TASK PROMPT – Edit the rows below so that every occurrence of "simplified polygon" becomes "reduced polygon". Leave everything else as it is.

Extracted data entries –
--- BEGIN ---
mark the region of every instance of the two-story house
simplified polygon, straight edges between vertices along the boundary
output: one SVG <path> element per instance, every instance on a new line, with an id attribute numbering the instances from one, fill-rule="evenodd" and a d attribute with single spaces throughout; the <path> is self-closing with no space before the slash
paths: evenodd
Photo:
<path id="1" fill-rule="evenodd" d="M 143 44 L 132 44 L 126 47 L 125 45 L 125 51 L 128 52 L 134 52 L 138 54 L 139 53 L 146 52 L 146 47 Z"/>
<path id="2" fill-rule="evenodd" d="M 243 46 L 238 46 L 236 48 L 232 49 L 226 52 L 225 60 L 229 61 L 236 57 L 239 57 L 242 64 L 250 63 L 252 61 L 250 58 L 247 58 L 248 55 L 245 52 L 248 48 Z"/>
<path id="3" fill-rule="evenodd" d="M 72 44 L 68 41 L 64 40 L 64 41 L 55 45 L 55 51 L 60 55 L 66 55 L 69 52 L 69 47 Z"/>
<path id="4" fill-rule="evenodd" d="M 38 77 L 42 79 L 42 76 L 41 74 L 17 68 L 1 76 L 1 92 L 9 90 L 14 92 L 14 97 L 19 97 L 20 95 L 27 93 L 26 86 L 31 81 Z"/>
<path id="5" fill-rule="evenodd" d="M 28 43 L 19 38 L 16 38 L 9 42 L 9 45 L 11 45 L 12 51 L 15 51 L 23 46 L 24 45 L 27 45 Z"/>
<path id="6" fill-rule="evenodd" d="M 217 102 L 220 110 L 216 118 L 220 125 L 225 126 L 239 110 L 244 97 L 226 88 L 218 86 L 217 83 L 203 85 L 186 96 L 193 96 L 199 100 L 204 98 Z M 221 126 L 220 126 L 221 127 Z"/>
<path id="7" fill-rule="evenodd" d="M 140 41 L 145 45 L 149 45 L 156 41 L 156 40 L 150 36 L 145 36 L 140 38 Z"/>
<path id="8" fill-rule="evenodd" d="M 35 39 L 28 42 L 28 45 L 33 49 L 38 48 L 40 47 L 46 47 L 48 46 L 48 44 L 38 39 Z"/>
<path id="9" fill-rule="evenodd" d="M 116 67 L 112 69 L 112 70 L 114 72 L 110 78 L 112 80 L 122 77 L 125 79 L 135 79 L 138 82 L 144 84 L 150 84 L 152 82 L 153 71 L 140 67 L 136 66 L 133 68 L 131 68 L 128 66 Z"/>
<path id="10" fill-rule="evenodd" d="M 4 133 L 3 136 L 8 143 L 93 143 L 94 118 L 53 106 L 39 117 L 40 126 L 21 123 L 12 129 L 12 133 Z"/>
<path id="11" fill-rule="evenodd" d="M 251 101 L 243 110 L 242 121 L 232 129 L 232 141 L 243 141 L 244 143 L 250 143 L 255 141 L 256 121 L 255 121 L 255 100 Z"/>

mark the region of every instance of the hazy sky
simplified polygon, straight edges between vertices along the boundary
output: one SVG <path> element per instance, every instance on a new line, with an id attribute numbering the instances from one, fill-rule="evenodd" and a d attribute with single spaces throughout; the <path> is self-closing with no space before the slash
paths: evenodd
--- END ---
ANSWER TO THIS PROBLEM –
mark the region of every instance of the two-story house
reduced polygon, straight edges between vertices along the boundary
output: one SVG <path> element per instance, every instance on a new line, with an id attribute numbering the instances from one, fill-rule="evenodd" and a d attribute with single spaces throughout; the <path> is self-closing with no space before the slash
paths: evenodd
Photo:
<path id="1" fill-rule="evenodd" d="M 143 44 L 132 44 L 126 47 L 125 45 L 125 51 L 128 52 L 134 52 L 138 54 L 139 53 L 146 52 L 146 47 Z"/>
<path id="2" fill-rule="evenodd" d="M 243 46 L 238 46 L 236 48 L 232 49 L 226 52 L 225 60 L 229 61 L 236 57 L 239 57 L 242 64 L 250 63 L 252 61 L 250 58 L 247 58 L 248 55 L 245 52 L 248 48 Z"/>
<path id="3" fill-rule="evenodd" d="M 72 44 L 68 41 L 64 40 L 64 41 L 55 45 L 55 51 L 60 55 L 66 55 L 69 52 L 69 47 Z"/>
<path id="4" fill-rule="evenodd" d="M 38 77 L 42 79 L 42 76 L 41 74 L 17 68 L 1 76 L 1 92 L 9 90 L 14 92 L 14 97 L 19 97 L 20 95 L 27 93 L 26 86 L 31 81 Z"/>
<path id="5" fill-rule="evenodd" d="M 28 43 L 19 38 L 16 38 L 9 42 L 9 45 L 11 45 L 12 51 L 15 51 L 23 46 L 24 45 L 27 45 Z"/>
<path id="6" fill-rule="evenodd" d="M 217 102 L 220 110 L 216 118 L 220 125 L 225 126 L 239 110 L 244 97 L 226 88 L 218 86 L 217 83 L 203 85 L 186 96 L 193 96 L 199 100 L 204 98 Z M 221 126 L 220 126 L 221 127 Z"/>
<path id="7" fill-rule="evenodd" d="M 140 41 L 145 45 L 149 45 L 156 41 L 156 40 L 150 36 L 145 36 L 140 38 Z"/>
<path id="8" fill-rule="evenodd" d="M 35 39 L 28 42 L 28 45 L 33 49 L 38 48 L 40 47 L 46 47 L 48 46 L 48 44 L 38 39 Z"/>
<path id="9" fill-rule="evenodd" d="M 116 67 L 112 69 L 112 70 L 114 72 L 110 78 L 112 80 L 122 77 L 125 79 L 135 79 L 138 82 L 144 84 L 150 84 L 152 82 L 153 71 L 140 67 L 136 66 L 133 68 L 131 68 L 128 66 Z"/>
<path id="10" fill-rule="evenodd" d="M 4 133 L 3 136 L 8 143 L 93 143 L 94 118 L 53 106 L 39 117 L 40 126 L 21 123 L 12 129 L 12 133 Z"/>
<path id="11" fill-rule="evenodd" d="M 251 101 L 243 110 L 242 121 L 232 129 L 232 141 L 243 141 L 244 143 L 250 143 L 255 141 L 256 121 L 255 121 L 255 100 Z"/>

mark the region of every instance of the hazy sky
reduced polygon, straight edges between vertices along the boundary
output: one SVG <path> element per instance, every instance on a new line, with an id attribute numbering the instances from one, fill-rule="evenodd" and a d attribute with single spaces throughout; the <path> is self-closing with no space before the slash
paths: evenodd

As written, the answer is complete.